* _TEXT SEGMENT_
======
Rise And Fall - "Our Circle Is Vicious" CD cover image

"Our Circle Is Vicious" track listing:

1. Soul Slayer (1:11)
2. Built On Graves (2:44)
3. Harm's Way (2:53)
4. It's A Long Way Down (2:04)
5. To The Bottom (5:03)
6. In Circles (4:23)
7. Het Oog Van De Storm (1:59)
8. Stillborn (1:55)
9. A Present Tense (2:02)
10. Knowing (5:04)

Reviewed by on October 29, 2009

"Rise And Fall made the best of their time in the studio, honing in their skills and crafting something that has just enough creative spark to stand out amongst some of the major hardcore releases of the year."

This year has seen a great deal of superb hardcore treats, from the sullenness of Lewd Acts’ “Black Eye Blues” to the aggressive progression heard on Pulling Teeth’s “Paranoid Delusions/Paradise Illusions.” A fair number of these albums have come from the Deathwish Inc. camp, which seems to have a tight grip on the best and brightest in the genre. All the way from the shores of Belgium comes Rise And Fall with their third album, “Our Circle Is Vicious.” While fellow labelmates Doomriders and Narrows have been getting all the attention lately, Rise And Fall’s first album in four years isn’t one to instinctively brush aside.
======
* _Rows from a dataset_
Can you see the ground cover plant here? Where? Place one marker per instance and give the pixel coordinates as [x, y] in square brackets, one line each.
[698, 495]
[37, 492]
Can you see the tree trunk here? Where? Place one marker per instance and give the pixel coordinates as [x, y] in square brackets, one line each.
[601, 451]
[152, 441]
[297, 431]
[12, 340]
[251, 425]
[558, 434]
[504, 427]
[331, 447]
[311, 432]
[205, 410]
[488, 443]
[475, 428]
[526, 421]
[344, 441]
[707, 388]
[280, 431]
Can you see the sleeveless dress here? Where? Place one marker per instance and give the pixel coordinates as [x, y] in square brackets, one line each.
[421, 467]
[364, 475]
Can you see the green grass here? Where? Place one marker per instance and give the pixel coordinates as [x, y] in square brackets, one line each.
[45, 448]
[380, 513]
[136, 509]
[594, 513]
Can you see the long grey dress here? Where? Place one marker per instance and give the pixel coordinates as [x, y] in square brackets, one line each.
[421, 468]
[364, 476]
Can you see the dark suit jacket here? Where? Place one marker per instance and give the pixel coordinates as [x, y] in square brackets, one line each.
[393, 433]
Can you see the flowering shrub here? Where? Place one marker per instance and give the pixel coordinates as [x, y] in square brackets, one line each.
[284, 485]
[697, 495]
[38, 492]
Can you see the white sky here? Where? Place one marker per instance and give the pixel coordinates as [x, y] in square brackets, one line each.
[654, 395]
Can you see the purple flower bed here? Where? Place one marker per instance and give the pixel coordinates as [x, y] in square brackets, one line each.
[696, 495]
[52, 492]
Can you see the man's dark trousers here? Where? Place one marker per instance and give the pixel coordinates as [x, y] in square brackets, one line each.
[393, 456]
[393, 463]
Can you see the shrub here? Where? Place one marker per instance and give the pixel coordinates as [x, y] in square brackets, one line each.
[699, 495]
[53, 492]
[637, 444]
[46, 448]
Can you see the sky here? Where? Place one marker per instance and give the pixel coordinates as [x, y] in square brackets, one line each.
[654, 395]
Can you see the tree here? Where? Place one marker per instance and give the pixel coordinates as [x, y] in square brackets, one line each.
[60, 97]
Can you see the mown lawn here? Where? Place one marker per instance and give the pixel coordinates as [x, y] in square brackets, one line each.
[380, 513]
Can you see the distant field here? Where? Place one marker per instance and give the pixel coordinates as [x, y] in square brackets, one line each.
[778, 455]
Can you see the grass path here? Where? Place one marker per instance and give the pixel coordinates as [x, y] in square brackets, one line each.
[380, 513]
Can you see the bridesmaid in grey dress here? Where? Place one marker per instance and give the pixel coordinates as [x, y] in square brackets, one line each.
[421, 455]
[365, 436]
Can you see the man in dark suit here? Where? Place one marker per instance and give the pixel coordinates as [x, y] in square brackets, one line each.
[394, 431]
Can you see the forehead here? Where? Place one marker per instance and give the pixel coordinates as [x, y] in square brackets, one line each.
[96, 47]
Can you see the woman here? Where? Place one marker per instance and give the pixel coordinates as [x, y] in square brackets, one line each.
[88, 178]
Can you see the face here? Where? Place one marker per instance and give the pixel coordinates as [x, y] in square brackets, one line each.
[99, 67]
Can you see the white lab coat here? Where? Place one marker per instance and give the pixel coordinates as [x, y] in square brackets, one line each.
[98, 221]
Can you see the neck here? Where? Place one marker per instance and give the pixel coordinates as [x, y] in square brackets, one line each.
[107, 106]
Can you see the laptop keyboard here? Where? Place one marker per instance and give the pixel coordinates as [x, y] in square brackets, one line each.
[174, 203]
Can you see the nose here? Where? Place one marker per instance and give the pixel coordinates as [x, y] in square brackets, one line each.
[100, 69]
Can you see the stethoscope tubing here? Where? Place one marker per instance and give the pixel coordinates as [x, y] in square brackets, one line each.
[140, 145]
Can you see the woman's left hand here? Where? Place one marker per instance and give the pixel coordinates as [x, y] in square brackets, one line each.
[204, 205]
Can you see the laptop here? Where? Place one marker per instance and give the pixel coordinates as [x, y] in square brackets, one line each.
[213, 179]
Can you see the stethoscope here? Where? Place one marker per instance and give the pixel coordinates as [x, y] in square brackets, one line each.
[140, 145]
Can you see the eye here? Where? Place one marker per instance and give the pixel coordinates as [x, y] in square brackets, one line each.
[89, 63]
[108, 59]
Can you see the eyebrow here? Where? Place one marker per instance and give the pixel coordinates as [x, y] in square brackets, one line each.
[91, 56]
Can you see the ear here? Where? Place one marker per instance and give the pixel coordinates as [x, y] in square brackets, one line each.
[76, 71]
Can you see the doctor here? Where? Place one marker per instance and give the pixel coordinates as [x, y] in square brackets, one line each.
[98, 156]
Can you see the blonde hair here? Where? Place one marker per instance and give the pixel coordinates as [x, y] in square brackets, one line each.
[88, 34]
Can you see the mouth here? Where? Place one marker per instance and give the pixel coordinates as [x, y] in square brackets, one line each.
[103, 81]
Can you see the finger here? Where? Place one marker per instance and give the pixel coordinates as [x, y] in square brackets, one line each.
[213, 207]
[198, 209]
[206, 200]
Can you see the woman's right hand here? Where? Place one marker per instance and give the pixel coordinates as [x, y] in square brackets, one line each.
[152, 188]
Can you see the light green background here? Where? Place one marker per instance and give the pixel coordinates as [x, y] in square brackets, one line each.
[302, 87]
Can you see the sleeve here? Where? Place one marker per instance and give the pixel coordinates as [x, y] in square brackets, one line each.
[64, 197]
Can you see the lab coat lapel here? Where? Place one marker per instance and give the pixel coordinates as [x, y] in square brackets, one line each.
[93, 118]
======
* _WRITTEN PROBLEM_
Copy out the full Rise And Fall album review above word for word, from the cover image line through the final paragraph.

* _THE OUTPUT_
Rise And Fall - "Our Circle Is Vicious" CD cover image

"Our Circle Is Vicious" track listing:

1. Soul Slayer (1:11)
2. Built On Graves (2:44)
3. Harm's Way (2:53)
4. It's A Long Way Down (2:04)
5. To The Bottom (5:03)
6. In Circles (4:23)
7. Het Oog Van De Storm (1:59)
8. Stillborn (1:55)
9. A Present Tense (2:02)
10. Knowing (5:04)

Reviewed by on October 29, 2009

"Rise And Fall made the best of their time in the studio, honing in their skills and crafting something that has just enough creative spark to stand out amongst some of the major hardcore releases of the year."

This year has seen a great deal of superb hardcore treats, from the sullenness of Lewd Acts’ “Black Eye Blues” to the aggressive progression heard on Pulling Teeth’s “Paranoid Delusions/Paradise Illusions.” A fair number of these albums have come from the Deathwish Inc. camp, which seems to have a tight grip on the best and brightest in the genre. All the way from the shores of Belgium comes Rise And Fall with their third album, “Our Circle Is Vicious.” While fellow labelmates Doomriders and Narrows have been getting all the attention lately, Rise And Fall’s first album in four years isn’t one to instinctively brush aside.